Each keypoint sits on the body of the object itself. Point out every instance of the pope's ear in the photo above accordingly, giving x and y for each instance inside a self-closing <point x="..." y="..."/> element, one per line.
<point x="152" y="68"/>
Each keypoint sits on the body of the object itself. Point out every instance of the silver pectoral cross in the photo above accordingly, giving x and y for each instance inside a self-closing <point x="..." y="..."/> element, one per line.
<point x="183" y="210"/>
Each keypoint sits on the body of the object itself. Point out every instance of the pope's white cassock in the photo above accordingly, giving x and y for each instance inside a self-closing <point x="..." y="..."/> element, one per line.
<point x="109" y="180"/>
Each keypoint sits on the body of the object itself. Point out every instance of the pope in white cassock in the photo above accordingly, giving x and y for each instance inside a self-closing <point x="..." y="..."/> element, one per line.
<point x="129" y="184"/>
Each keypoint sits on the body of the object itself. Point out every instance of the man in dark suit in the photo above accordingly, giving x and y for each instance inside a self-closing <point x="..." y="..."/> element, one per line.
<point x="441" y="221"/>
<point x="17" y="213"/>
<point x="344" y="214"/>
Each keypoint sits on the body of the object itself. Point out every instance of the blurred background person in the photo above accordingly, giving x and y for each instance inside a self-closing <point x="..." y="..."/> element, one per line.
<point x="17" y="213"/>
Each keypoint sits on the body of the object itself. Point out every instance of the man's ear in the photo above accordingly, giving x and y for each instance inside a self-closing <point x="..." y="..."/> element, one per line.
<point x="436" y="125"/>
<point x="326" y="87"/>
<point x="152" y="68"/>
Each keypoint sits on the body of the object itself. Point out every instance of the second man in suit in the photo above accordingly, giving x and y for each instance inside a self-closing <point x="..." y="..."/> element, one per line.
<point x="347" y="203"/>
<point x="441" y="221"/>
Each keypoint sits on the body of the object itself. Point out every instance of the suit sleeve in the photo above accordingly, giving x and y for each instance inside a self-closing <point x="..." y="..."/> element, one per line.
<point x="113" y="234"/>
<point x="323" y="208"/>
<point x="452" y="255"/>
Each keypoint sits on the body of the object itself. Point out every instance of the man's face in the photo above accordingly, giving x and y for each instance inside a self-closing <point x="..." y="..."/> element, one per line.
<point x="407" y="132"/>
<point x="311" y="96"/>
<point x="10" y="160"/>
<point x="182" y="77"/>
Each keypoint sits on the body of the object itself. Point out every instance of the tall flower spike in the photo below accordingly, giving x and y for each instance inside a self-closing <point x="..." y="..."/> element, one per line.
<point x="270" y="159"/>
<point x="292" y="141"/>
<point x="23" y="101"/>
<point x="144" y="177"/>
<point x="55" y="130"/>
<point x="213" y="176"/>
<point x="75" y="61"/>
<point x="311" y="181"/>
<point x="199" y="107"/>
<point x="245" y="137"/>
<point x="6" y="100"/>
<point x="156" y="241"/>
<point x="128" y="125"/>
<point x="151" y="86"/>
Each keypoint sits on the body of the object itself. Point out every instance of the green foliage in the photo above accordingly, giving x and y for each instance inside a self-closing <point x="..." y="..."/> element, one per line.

■ **Assigned task**
Would you be able to transcribe every line of the data exactly?

■ **Written answer**
Each keypoint sits on the body of the object itself. Point out every instance of the pope's ear in the photo above accordingly, giving x and y for each instance inside a self-closing <point x="..." y="..."/> element, one per line.
<point x="152" y="68"/>
Each keypoint sits on the body of the object itself. Point out every instance of the silver pectoral cross in the photo above accordingly, giving x and y for each instance inside a self-closing <point x="..." y="..."/> element, one per line.
<point x="183" y="210"/>
Each keypoint sits on the body of the object itself. Point out every instance of the pope's white cassock in the photo above accordingly, giving x and y for each instance inside a self-closing <point x="..." y="..."/> element, one per line.
<point x="109" y="180"/>
Each keypoint sits on the body of the object itself. Point out every instance of the pope in white cassock in the photo above accordingly, giving x and y for each instance inside a self-closing <point x="..." y="..."/> element, one per line.
<point x="129" y="184"/>
Each keypoint sits on the body of the object itself. Point out every instance of the man in dark suit in the photo above accordingly, giving x and y for each instance inside a self-closing <point x="..." y="..."/> element, one per line.
<point x="441" y="221"/>
<point x="17" y="213"/>
<point x="344" y="214"/>
Each keypoint sits on the body of the object itself. Point out every instance of the blurred background person in the photo above accordingly, giving x and y for each instance inside a self-closing <point x="..." y="..."/> element, one per line.
<point x="17" y="213"/>
Each keypoint sits on the body of the object itself. Point out every instance of the man's ear in the photo above accordingly, giving x and y for each instance inside a self-closing <point x="..." y="..."/> element, one per line.
<point x="436" y="125"/>
<point x="326" y="87"/>
<point x="152" y="68"/>
Each keypoint sits on the body of the object itself. Point out every instance of the second man in suit in the photo above accordingly, giving x and y for each instance inside a self-closing <point x="..." y="..."/> element, one per line.
<point x="347" y="203"/>
<point x="441" y="221"/>
Each keypoint sits on the body of the object itself. Point out every instance of the suit sleeve in the photo above accordingly, giving x and y for each instance inside a self-closing <point x="..." y="..."/> element, one per line.
<point x="113" y="234"/>
<point x="323" y="208"/>
<point x="452" y="255"/>
Each keypoint sits on the body of the object itself. Point out every instance of the man's face in the photo above accordingly, giving x and y for each instance inside a self-closing <point x="..." y="..."/> element, one per line.
<point x="407" y="132"/>
<point x="311" y="96"/>
<point x="10" y="160"/>
<point x="182" y="77"/>
Each keypoint sits on the body of the object itself. Point out every instance of the tall flower spike in the photo below accordingly, giving x and y for each instance inside a self-closing <point x="..." y="..."/> element, one per line.
<point x="270" y="159"/>
<point x="292" y="141"/>
<point x="23" y="101"/>
<point x="144" y="177"/>
<point x="55" y="130"/>
<point x="213" y="176"/>
<point x="75" y="61"/>
<point x="311" y="181"/>
<point x="199" y="107"/>
<point x="245" y="137"/>
<point x="6" y="100"/>
<point x="156" y="241"/>
<point x="128" y="125"/>
<point x="151" y="86"/>
Each keypoint sits on the body of the object itself. Point out every instance of the green foliage in the photo above accordingly, giving x and y for each instance inside a self-closing <point x="..." y="..."/> element, one per line.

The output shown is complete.